Excerpted passage:

****************************************

Conversation couples shouldn't start.
It is a beautiful Monday morning, it was a long night for me because I sleep off while watching the Africa Cup of Nations final last night and didn't wake up until almost 7 am this morning. I woke up to know that Senegal won the competition with the penalty shootout, I wish for Salah to take the crown but I guess the best legs won.
I appreciate one of us here who checked up on me because I haven't been consistent lately, I have a lot on my table right now and it is hard to manage time since my health dropped again lately but as long as the platform is here, I won't hesitate to cook up an article when I am free and good to do that.
A relationship is beautiful but tricky as well and feelings can turn sour in the twinkle of an eye with even an ordinary discussion, a lot of people have misunderstood the meaning of transparency in relationships which has made lots of relationships have trust issues while some even meet with their end. It is good to be transparent in our love life but there are things that your spouse shouldn't know, before you make up your mind on the things that your spouse shouldn't know then you must have understood your spouse's behavior very well.

****************************************

Stored data:
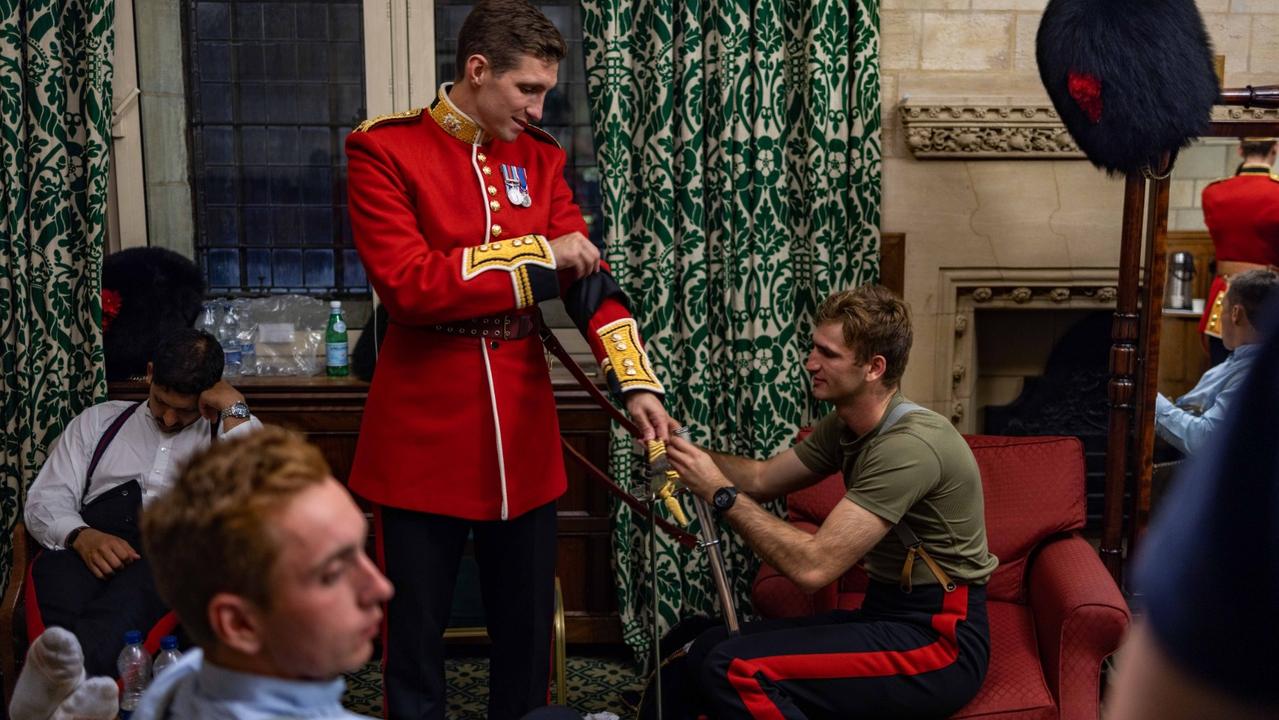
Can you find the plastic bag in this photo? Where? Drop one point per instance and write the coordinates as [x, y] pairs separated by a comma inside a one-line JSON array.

****************************************

Directions:
**A)** Translate this sentence from the relationship post into Spanish: "I woke up to know that Senegal won the competition with the penalty shootout, I wish for Salah to take the crown but I guess the best legs won."
**B)** Answer these questions using the relationship post:
(i) Which team won the Africa Cup of Nations final?
(ii) About what time did the writer wake up?
(iii) What do a lot of people misunderstand in relationships?
**C)** Write a continuation of the post about conversations couples shouldn't start, beginning after its final sentence.

Responses for each task:
**A)** Me desperté y supe que Senegal ganó la competición en la tanda de penaltis; deseaba que Salah se llevara la corona, pero supongo que ganaron las mejores piernas.

**B)**
(i) Senegal
(ii) Almost 7 am
(iii) The meaning of transparency

**C)**
I doubt if there are people who still go into relationships without knowing their spouse too well, love was once blind but it now seems very clear.
During my school days, there was this guy that comes with a vehicle but doesn't help anyone despite having lots of us who went in his direction. One day we insisted on following him and he had no choice and he begged everyone not to drop or forget anything in the car. He further told us why and I understood the fact that the wife is either overprotective, the jealous type, or someone who doesn't have this full trust for her husband.
The man knows his wife well and wouldn't dare to start a conversation of helping some of his classmates with his wife because she can start having a series of silly thoughts which can ruin their moments.
Understanding your spouse properly is something you should do before even making the move to propose marriage or say yes to a proposal.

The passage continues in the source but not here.